▶ [TASK BRIEF]: Copy out, unchanged, the lines of the records from the line that contains "the bare leg." to the line that contains "[570,58,733,234]", including both of those lines.

## Start DATA FOR THIS EXERCISE

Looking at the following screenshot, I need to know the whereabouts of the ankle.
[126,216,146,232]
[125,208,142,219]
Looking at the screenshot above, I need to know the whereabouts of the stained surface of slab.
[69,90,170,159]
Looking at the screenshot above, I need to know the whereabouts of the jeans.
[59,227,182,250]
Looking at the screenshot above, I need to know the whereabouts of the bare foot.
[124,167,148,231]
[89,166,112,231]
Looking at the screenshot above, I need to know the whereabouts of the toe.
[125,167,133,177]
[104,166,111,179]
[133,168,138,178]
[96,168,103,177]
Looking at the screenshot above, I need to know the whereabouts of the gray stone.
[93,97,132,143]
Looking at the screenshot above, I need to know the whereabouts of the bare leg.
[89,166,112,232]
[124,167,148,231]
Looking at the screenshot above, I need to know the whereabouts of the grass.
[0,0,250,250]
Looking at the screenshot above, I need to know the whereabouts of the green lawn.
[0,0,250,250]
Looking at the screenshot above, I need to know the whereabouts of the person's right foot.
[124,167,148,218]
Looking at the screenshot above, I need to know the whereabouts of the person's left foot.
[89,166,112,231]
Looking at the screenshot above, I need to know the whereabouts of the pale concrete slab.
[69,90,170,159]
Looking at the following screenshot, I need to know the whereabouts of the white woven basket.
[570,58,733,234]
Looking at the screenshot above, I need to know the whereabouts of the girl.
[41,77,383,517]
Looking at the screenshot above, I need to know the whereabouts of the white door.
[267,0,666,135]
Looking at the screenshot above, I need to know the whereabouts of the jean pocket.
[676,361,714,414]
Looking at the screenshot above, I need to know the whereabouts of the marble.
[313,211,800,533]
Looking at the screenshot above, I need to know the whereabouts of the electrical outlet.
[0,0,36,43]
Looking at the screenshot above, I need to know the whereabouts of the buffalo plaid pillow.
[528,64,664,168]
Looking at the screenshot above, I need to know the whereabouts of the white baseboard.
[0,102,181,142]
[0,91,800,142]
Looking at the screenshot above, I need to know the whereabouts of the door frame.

## End DATA FOR THIS EXERCISE

▶ [RESPONSE TO THIS TASK]:
Looking at the screenshot above, I need to know the whereabouts of the bare leg.
[89,166,112,232]
[124,167,148,231]
Looking at the screenshot above, I need to know the whereabouts of the grass.
[0,0,250,250]
Looking at the screenshot above, I need to know the whereabouts of the green lawn.
[0,0,250,250]
Looking at the screenshot above, I need to know the whereabouts of the person's right foot.
[124,167,148,218]
Looking at the screenshot above, I need to know the whereabouts of the person's left foot.
[89,166,112,231]
Looking at the screenshot above, I need to know the whereabouts of the pale concrete slab.
[69,90,170,159]
Looking at the following screenshot, I need to know the whereabouts of the white woven basket.
[570,58,733,234]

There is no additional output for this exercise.